J’ai beaucoup hésité avant d’écrire ce texte. Je suis une femme blanche. J’ai été victime de discrimination dans ma vie, mais jamais en raison de la couleur de ma peau. Mais c’est en parlant à ma grand-mère – God bless her soul, comme ils disent – que je me suis rendu compte que c’était ma responsabilité de le faire, d’écrire ce qui me trotte dans la tête.

« Es-tu allée aux manifestations pour la défense des droits des noirs ? » m’a-t-elle demandé.

« Oui, bien sûr. »

« Ton mari y est allé aussi, j’imagine, comme ça le concerne. »

« Ça nous concerne tous, grand-maman. »

 

Je suis une femme blanche. Mes enfants, eux, sont noirs. Ils sont mixtes, mais on verra toujours leur mélanine d’abord. C’est la règle de l’unique goutte de sang. Et ça, ça veut dire qu’ils seront fort probablement traités différemment de leurs amis blancs. Qu’ils n’accéderont peut-être jamais aux mêmes postes que leurs camarades de classe. Qu’ils se sentiront moins bien représentés à la télé, dans des publicités ou sur les bulletins de vote que leurs collègues de travail.

Photo prise par Cynthia Cianciusi, cynthiacianciusi, @cyncianci

 

Il y a quelques semaines seulement, une fillette blanche d’âge scolaire pointait ma fille du doigt au parc en s’exclamant: « t’es toute brune ! » À Montréal. En 2020.

 

Kiara, se sentant observée comme une bête de foire, s’est trouvé d’autres amis avec qui jouer après que j’aie tenté de la rassurer en lui disant que la petite fille ne faisait sans doute qu’un simple constat. Il y a aussi les sceptiques : « c’est pas ta mère, elle ! » ou encore les curieux qui veulent donc toucher aux cheveux. Aux siens ou à ceux de mon mari parce que des dreads c’est ben fascinant. Pourquoi est-ce qu’on se donne le droit de toucher certaines personnes comme on flatte un animal au zoo ?

CONSIGNE: Poursuivez le témoignage sur le racisme subi par des enfants métis, à la suite de la question qui le termine.

LISTE DES DONNÉES:
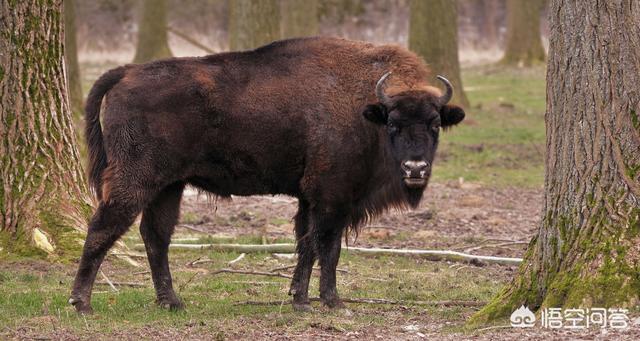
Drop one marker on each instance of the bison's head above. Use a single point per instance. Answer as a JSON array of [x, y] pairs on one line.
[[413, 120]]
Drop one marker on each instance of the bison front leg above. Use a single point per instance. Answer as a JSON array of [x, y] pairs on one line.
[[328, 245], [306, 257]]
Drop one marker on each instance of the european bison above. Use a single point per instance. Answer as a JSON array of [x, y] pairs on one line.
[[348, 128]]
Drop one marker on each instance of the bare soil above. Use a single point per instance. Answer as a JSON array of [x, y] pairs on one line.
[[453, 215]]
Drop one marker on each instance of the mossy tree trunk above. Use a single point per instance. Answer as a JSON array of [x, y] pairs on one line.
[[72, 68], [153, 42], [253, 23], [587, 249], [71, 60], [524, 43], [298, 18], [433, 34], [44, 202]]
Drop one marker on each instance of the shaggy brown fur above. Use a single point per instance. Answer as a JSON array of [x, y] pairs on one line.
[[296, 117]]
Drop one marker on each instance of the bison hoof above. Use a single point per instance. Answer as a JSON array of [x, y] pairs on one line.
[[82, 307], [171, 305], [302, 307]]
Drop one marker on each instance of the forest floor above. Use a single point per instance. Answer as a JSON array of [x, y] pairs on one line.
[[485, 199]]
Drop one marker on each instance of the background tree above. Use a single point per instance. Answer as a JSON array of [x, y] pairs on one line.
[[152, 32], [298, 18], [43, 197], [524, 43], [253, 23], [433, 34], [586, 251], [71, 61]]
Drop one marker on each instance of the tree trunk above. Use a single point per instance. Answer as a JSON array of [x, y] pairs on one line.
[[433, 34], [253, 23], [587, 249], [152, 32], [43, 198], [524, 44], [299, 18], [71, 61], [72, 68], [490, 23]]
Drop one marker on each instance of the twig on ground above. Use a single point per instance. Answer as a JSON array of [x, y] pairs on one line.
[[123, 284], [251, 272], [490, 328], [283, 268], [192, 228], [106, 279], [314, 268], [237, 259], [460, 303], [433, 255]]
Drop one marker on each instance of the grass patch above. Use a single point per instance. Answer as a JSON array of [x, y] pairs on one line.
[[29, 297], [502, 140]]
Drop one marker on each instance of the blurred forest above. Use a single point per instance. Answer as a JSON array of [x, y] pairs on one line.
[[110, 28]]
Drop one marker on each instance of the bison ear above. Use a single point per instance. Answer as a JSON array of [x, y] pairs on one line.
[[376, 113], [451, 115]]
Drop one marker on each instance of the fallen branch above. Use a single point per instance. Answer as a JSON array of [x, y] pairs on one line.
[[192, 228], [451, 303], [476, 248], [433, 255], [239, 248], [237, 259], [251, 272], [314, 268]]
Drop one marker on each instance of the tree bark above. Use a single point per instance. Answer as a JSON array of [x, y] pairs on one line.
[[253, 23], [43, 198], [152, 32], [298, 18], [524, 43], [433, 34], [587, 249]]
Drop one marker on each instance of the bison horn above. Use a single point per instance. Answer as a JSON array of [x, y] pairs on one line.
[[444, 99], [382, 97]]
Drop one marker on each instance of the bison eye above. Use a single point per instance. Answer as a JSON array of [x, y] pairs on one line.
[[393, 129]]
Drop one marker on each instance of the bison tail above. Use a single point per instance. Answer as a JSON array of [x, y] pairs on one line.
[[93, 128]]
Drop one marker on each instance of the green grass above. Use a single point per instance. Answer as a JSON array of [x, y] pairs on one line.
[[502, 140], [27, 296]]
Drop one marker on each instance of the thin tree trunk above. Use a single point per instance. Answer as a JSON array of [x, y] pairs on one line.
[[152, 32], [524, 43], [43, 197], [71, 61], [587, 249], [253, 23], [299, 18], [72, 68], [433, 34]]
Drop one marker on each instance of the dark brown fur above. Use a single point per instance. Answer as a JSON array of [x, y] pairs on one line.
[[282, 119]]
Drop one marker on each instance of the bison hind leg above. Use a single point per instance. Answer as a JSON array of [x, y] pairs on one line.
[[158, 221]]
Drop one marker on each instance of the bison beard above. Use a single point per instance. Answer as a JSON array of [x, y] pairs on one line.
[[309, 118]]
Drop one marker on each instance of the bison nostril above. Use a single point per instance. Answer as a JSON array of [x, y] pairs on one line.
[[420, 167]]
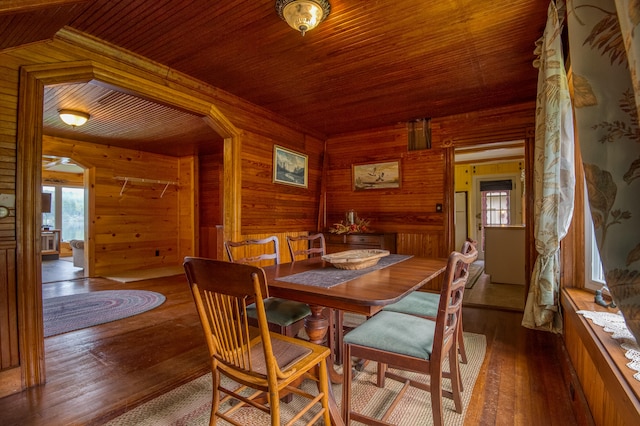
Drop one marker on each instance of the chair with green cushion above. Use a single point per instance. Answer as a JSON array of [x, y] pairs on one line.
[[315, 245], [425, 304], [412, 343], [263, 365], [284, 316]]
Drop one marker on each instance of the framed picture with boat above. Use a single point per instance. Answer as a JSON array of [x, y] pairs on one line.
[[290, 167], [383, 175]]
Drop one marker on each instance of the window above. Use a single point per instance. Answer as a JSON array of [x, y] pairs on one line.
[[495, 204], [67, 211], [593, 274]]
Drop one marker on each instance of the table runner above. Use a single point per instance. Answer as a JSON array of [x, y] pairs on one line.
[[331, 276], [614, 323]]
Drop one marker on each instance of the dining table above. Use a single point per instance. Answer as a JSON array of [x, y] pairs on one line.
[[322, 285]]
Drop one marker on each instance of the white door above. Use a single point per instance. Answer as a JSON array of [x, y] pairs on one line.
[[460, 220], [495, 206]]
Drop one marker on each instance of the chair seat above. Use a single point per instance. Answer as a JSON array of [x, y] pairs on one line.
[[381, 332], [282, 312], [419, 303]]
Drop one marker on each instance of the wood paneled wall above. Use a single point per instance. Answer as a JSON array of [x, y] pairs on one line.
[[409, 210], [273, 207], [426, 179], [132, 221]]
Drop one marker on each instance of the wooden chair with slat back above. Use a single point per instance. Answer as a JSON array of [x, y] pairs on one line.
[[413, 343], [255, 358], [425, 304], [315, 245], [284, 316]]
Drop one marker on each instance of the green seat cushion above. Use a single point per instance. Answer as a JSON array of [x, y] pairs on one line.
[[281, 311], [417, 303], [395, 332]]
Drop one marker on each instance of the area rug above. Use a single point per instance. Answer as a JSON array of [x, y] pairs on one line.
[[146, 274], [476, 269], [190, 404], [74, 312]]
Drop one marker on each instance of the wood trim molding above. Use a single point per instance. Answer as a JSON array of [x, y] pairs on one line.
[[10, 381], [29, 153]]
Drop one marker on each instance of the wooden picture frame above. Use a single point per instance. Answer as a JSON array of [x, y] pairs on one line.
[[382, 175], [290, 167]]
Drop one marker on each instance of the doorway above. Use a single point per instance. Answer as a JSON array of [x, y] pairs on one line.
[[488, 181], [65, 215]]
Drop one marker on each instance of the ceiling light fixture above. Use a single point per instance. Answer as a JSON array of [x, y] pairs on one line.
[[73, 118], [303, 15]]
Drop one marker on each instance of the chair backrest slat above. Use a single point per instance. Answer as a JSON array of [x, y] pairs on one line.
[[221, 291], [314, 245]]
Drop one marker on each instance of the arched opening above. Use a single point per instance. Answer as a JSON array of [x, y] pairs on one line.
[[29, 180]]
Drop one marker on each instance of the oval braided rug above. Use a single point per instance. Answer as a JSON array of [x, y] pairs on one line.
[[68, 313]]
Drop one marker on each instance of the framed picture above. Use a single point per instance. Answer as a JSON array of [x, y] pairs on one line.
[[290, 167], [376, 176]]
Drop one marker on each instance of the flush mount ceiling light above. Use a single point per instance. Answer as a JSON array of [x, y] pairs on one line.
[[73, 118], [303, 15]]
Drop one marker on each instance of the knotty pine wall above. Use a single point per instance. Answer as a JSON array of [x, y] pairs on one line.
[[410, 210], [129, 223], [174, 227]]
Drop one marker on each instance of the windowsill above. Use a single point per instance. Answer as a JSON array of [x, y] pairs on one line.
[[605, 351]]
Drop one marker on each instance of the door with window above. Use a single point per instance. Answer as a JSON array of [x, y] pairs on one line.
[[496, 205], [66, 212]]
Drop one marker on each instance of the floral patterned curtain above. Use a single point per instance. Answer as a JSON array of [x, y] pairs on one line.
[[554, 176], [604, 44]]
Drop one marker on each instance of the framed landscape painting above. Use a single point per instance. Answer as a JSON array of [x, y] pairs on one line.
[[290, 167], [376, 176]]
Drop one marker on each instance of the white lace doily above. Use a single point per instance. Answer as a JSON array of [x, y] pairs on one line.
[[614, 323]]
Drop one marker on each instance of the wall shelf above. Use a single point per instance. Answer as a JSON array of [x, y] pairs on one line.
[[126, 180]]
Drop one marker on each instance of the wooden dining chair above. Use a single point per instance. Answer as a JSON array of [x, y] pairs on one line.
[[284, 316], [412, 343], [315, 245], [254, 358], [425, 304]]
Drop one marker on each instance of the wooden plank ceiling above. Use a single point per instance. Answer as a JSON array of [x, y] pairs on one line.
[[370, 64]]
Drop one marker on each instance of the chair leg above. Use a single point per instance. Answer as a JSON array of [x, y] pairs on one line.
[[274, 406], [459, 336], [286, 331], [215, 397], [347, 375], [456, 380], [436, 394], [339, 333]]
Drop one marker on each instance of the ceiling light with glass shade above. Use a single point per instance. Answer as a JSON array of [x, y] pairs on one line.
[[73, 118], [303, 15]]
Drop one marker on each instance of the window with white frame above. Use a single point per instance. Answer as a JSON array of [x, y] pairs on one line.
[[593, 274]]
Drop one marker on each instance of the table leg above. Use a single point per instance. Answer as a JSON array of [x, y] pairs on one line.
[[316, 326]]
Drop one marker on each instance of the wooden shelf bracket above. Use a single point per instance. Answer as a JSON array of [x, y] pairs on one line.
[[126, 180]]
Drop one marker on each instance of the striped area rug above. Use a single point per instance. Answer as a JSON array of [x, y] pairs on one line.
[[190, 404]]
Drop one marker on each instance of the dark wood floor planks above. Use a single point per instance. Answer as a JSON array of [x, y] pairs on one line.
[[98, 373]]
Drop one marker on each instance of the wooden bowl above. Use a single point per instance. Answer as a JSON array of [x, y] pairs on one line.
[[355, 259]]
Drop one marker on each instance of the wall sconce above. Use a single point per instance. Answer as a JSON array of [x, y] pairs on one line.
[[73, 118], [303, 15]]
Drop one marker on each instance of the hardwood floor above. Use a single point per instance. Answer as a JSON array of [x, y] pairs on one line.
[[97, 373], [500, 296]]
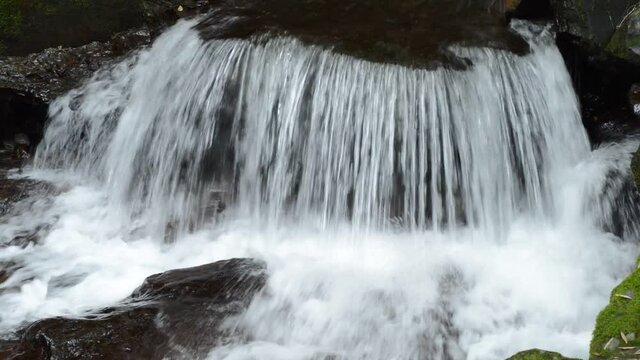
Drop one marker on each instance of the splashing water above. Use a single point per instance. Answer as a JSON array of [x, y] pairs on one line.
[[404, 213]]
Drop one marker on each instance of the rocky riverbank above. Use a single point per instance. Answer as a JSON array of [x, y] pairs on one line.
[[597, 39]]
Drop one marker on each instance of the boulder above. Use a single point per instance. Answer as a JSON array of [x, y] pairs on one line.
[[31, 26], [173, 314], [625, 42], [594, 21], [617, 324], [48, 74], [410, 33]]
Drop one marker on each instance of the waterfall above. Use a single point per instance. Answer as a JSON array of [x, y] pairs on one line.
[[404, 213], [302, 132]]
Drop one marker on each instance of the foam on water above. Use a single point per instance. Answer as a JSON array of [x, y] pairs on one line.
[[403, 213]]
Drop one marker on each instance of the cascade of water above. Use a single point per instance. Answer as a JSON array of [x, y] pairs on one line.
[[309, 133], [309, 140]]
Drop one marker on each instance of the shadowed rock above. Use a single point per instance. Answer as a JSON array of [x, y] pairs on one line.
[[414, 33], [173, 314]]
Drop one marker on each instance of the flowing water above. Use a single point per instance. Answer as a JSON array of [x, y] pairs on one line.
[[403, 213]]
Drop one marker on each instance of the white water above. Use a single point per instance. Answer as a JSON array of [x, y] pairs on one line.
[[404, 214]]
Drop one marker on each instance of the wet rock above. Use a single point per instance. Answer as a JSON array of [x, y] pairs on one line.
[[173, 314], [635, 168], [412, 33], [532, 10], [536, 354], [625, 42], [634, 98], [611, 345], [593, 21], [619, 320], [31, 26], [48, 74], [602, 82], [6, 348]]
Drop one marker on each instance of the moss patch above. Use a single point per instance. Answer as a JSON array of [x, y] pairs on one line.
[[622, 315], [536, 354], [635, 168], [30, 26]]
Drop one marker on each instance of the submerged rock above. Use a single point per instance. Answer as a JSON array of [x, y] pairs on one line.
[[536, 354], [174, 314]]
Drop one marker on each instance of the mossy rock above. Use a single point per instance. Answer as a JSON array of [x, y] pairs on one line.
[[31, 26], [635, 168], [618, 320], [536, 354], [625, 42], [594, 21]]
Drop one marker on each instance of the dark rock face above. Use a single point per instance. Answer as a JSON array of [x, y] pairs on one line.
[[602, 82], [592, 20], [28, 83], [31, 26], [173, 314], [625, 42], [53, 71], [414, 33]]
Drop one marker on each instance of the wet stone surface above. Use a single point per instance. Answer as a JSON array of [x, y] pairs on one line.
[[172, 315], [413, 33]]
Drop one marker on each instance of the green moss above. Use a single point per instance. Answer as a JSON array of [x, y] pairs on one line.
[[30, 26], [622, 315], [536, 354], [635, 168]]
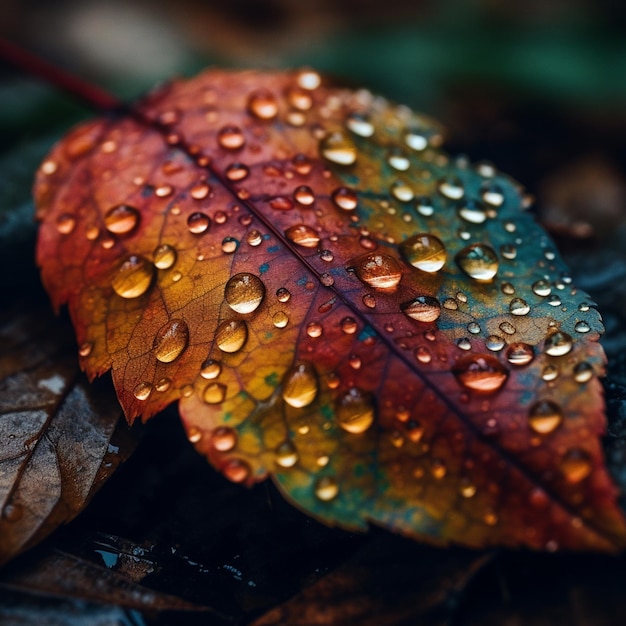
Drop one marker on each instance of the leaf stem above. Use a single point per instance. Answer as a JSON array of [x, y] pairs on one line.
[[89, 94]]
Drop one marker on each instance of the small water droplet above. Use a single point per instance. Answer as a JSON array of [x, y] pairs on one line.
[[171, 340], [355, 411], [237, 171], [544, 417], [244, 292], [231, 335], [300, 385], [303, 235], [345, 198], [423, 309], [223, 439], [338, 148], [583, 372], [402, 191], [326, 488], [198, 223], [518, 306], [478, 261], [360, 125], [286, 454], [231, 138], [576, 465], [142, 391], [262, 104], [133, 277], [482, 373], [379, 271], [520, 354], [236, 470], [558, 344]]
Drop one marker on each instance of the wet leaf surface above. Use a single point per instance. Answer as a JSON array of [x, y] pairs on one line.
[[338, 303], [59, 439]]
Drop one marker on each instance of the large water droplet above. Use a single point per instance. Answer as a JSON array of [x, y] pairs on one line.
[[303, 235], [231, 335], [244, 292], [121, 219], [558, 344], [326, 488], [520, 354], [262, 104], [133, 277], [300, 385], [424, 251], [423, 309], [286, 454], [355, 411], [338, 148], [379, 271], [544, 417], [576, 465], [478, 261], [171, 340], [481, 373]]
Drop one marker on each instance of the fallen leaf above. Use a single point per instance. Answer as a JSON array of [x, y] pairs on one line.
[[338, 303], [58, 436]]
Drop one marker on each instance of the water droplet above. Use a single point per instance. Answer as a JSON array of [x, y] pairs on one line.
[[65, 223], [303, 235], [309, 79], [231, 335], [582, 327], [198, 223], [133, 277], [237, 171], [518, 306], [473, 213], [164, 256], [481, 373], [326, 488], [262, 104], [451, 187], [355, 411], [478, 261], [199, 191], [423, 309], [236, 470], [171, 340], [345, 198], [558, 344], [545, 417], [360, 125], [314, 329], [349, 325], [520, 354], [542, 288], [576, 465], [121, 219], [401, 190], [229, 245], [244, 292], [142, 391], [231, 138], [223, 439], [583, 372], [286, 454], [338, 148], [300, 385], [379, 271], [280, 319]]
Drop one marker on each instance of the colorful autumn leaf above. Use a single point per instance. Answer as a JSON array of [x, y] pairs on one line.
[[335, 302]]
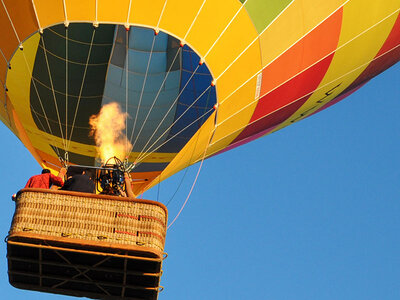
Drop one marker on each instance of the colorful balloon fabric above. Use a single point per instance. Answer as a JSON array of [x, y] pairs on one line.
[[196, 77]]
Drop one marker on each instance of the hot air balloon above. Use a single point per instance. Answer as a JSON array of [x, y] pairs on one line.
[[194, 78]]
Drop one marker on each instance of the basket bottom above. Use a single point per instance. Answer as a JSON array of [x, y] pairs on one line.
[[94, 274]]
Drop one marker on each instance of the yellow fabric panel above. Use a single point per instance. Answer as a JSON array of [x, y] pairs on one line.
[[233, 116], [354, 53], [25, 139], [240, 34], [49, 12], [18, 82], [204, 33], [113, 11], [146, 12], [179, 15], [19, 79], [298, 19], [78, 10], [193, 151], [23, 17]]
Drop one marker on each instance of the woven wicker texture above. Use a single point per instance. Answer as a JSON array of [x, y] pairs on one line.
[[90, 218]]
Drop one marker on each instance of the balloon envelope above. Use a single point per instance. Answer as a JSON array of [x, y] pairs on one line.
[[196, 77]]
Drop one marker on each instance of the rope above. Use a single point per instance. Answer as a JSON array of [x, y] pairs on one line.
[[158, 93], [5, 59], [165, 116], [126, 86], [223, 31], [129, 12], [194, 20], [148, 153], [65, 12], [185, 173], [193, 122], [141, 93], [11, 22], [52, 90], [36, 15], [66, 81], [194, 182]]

RÉPONSE ATTENDUE:
On me dira que tout ça, c’est de l’ignorance. Même à Montréal. En 2020. Le racisme n’existe pas, ici, dans notre beau Québec où les gens sont si ouverts d’esprit. Même notre Premier ministre y croit à peine. Pourtant, au-delà des situations quotidiennes anodines comme le flattage de cheveux, il y a des statistiques qui reflètent la réalité des Québécois de couleur. Des statistiques qui démontrent que mes enfants pourraient facilement devenir victimes de profilage racial dans leur vie. Selon un rapport de 2019 sur la discrimination systémique au SPVM*, à Montréal, les personnes noires de 25 à 34 ans ont cinq fois plus de risques de se faire interpeller par la police que les personnes blanches du même âge. Les personnes noires gagnent aussi beaucoup, beaucoup moins pour chaque dollar empoché par un homme blanc. Mes enfants comprendront ces inégalités tôt ou tard, certainement plus tôt que leurs amis blancs.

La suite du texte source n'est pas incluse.